| TEXTO PARA LER |
Fabrice Midal, filósofo. “Desde que nascemos somos julgados, avaliados, comparados. Integramos isso”
Com que idade começámos a ser pressionados para ser perfeitos? Há emoções negativas e positivas ou todas são válidas? É possível evitar o burn out e a pressão para ser melhor? Esta e outras perguntas respondidas no novo livro do escritor francês, que esteve de passagem por Lisboa.

O filósofo e escritor francês esteve em Lisboa para apresentar Deixe-se de merdas e comece a viver. Não, não é mais um livro de auto-ajuda: é uma lição para quem se quer libertar da pressão e da culpa, e para quem quer entender o burn out. No hotel Valverde, em Lisboa, e com duas chávenas de infusão de verbena à mesa, conversou com a Máxima sobre uma mudança de pensamento que é urgente, e que bebe influência dos grandes filósofos do séc. XX.
Toda a gente tem sempre alguma coisa a dizer sobre como devemos sentir, pensar ou estar, sobretudo se for o caso de estarmos num dia mais negativo. É disso que fala, em primeiro lugar, no seu livro Deixe-se de merdas e comece a viver [Planeta Editora]?

| INSTRUÇÕES DE TRABALHO |
(a) Responda com base na entrevista com Fabrice Midal:
(i) Em que cidade esteve o escritor para apresentar o livro?
(ii) Em que hotel decorreu a conversa?
(iii) O que estava à mesa durante a conversa?
(b) Volte a escrever o trecho da entrevista com Fabrice Midal que vai de "Fabrice Midal, filósofo." a "passagem por Lisboa.", ambos incluídos.
(c) Resuma a entrevista com Fabrice Midal em duas frases.

| DADOS REGISTADOS |
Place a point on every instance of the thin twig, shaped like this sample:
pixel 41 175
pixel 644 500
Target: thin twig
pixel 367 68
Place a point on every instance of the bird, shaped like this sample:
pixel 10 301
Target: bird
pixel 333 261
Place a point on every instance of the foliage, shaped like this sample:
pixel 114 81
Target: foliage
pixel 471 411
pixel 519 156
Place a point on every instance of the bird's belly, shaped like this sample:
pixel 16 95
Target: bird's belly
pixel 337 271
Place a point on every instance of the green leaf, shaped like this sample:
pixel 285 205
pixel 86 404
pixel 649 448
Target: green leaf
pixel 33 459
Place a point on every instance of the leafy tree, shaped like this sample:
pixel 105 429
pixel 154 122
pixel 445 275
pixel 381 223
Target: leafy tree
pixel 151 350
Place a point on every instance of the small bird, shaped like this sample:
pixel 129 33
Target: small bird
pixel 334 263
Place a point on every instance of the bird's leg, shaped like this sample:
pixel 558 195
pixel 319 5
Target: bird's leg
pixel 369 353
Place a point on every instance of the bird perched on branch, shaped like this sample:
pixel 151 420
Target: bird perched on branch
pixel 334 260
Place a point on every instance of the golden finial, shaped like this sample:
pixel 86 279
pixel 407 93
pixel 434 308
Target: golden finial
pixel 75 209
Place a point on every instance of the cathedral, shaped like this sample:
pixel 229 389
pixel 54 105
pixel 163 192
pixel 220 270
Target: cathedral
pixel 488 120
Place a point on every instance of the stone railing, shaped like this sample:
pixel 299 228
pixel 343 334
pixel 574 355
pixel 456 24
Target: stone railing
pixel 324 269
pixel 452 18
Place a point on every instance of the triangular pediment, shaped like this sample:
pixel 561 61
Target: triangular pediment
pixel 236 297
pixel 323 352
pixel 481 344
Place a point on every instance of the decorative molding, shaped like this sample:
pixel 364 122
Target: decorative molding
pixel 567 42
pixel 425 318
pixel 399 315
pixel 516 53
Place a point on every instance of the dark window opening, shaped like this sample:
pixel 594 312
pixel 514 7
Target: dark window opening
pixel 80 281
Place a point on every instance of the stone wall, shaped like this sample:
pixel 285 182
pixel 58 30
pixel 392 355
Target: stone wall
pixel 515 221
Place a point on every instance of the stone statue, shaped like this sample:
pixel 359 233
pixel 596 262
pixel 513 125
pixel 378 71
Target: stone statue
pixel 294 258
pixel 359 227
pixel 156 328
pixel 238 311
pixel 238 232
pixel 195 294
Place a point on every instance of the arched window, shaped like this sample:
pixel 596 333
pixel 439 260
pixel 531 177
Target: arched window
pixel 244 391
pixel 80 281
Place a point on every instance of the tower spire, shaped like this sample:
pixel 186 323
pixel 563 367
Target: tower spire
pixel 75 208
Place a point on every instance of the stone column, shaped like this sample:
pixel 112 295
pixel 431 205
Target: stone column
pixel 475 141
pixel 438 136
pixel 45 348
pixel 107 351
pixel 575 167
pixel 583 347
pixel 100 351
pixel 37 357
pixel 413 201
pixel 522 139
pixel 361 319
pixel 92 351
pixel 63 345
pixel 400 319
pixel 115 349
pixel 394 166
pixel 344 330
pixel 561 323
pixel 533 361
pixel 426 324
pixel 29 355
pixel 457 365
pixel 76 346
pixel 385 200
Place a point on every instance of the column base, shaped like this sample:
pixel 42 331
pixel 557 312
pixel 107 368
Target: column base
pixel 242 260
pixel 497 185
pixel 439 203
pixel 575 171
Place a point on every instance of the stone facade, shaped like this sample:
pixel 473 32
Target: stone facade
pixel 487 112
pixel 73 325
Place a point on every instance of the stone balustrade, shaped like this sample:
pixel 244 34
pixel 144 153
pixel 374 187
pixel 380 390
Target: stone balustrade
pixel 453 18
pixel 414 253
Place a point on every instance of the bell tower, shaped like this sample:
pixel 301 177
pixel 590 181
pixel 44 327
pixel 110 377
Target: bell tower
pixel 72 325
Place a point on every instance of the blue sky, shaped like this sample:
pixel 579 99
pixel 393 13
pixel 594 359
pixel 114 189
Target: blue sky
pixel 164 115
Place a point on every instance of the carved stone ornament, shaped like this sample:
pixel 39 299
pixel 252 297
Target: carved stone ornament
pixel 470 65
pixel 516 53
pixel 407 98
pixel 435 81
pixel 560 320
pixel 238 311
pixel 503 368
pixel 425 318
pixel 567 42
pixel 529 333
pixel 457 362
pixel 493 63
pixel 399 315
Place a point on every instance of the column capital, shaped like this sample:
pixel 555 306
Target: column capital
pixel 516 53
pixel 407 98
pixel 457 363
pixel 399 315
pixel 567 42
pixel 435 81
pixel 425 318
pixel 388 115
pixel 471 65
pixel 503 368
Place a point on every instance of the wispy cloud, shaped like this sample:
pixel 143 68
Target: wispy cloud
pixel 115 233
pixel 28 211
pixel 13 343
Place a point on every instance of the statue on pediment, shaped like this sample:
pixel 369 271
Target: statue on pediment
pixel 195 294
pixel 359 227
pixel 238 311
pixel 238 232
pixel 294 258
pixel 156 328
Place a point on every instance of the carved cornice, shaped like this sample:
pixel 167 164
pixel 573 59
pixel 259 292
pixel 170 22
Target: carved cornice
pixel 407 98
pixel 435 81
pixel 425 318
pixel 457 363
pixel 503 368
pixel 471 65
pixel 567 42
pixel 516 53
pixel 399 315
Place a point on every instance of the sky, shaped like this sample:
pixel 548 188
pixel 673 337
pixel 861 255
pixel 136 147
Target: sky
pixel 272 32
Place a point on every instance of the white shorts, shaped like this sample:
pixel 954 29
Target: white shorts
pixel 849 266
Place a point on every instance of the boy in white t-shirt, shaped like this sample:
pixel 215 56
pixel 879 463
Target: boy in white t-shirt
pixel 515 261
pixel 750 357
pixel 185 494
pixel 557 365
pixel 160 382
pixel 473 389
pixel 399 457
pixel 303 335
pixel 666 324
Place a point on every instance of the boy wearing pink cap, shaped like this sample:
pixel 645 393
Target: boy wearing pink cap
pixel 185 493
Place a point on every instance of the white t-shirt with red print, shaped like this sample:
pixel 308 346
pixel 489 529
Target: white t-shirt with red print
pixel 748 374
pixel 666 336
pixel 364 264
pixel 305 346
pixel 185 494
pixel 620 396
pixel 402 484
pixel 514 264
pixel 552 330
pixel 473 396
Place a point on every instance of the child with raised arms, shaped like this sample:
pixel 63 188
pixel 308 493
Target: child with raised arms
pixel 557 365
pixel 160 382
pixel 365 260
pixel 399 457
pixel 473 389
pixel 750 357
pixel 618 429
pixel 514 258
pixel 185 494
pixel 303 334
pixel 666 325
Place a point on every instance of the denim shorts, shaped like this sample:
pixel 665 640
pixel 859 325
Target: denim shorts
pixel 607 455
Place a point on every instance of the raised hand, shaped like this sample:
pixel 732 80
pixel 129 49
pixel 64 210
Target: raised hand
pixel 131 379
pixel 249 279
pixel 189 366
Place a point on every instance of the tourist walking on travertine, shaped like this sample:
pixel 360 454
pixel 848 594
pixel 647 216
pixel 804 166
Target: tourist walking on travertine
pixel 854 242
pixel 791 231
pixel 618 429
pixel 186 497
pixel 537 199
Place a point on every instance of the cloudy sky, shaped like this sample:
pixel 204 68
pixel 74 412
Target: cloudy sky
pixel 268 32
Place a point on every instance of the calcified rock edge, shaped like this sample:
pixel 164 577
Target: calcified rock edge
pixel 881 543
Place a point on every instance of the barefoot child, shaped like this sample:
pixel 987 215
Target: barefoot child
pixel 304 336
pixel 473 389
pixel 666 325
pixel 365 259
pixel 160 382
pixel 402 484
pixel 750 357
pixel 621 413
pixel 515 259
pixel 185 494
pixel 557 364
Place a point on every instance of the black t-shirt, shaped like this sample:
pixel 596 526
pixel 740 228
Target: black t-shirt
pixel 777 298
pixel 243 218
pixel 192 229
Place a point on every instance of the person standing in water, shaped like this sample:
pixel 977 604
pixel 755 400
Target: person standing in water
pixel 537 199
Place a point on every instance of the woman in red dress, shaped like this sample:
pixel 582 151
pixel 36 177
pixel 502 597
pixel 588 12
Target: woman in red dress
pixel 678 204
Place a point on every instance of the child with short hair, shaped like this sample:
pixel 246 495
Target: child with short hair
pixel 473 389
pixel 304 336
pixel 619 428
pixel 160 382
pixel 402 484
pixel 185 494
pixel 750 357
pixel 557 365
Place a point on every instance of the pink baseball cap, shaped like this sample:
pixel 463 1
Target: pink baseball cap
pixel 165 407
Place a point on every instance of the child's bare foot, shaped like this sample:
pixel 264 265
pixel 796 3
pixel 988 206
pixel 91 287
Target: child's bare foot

| LISTA DE RESPOSTAS |
(a)
(i) Em Lisboa.
(ii) No hotel Valverde.
(iii) Duas chávenas de infusão de verbena.

(b)
Fabrice Midal, filósofo. “Desde que nascemos somos julgados, avaliados, comparados. Integramos isso”
Com que idade começámos a ser pressionados para ser perfeitos? Há emoções negativas e positivas ou todas são válidas? É possível evitar o burn out e a pressão para ser melhor? Esta e outras perguntas respondidas no novo livro do escritor francês, que esteve de passagem por Lisboa.

(c) O filósofo e escritor francês Fabrice Midal esteve em Lisboa para apresentar o livro Deixe-se de merdas e comece a viver, que é uma lição para quem se quer libertar da pressão e da culpa e para quem quer entender o burn out. No hotel Valverde, conversou com a Máxima sobre uma mudança de pensamento urgente, influenciada pelos grandes filósofos do séc. XX.